### Provided records:
..............................
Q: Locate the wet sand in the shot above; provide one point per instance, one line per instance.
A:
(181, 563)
..............................
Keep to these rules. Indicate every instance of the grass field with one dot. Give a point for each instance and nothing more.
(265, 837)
..............................
### What to work on:
Count the lines of the records above that contain the word "point". Reply with the number alone.

### Reply to the exercise:
2